• [STATED GOAL]: Decide whether each statement below agrees with the court case heading that follows, answering yes or no and quoting the deciding words of the heading: 1. The case was argued on April 14, 1961. 2. A rehearing was granted. 3. Leo Kaplan was on the brief for the appellant.

289 F.2d 340 | 2d Cir. | 1961
Charles LINDNER, Appellant,
v.
James B. KILSHEIMER III, as Trustee in Bankruptcy of Jacob
Eichel, Appellee.
No. 353, Docket 26801.
United States Court of Appeals Second Circuit.
Argued April 14, 1961.
Decided May 3, 1961, Rehearing Denied May 22, 1961.
Francis Finkelhor, New York City, for appellant.
James B. Kilsheimer, III, New York City (Leo Kaplan, New York City, on the brief), for appellee.
Before MEDINA, MOORE and FRIENDLY, Circuit Judges.
FRIENDLY, Circuit Judge.

• [EXTRACTED INFORMATION]:
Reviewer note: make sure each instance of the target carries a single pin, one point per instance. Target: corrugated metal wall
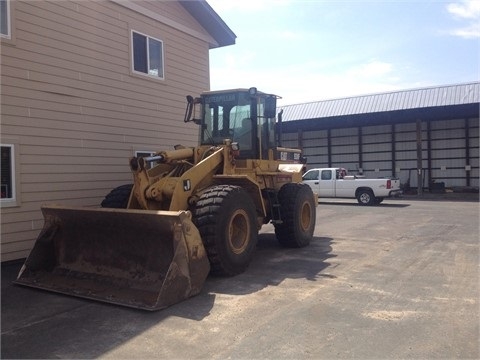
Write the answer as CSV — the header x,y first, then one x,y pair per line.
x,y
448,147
* * *
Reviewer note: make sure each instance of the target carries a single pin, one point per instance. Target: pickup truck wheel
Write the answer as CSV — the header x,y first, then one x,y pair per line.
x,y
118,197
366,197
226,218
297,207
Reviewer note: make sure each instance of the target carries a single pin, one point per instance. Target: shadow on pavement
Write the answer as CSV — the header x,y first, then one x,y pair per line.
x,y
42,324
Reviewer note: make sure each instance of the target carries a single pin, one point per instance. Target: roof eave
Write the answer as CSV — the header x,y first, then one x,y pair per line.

• [RESULT OF THIS TASK]:
1. Yes: "Argued April 14, 1961."
2. No: "Rehearing Denied May 22, 1961."
3. No: "James B. Kilsheimer, III, New York City (Leo Kaplan, New York City, on the brief), for appellee."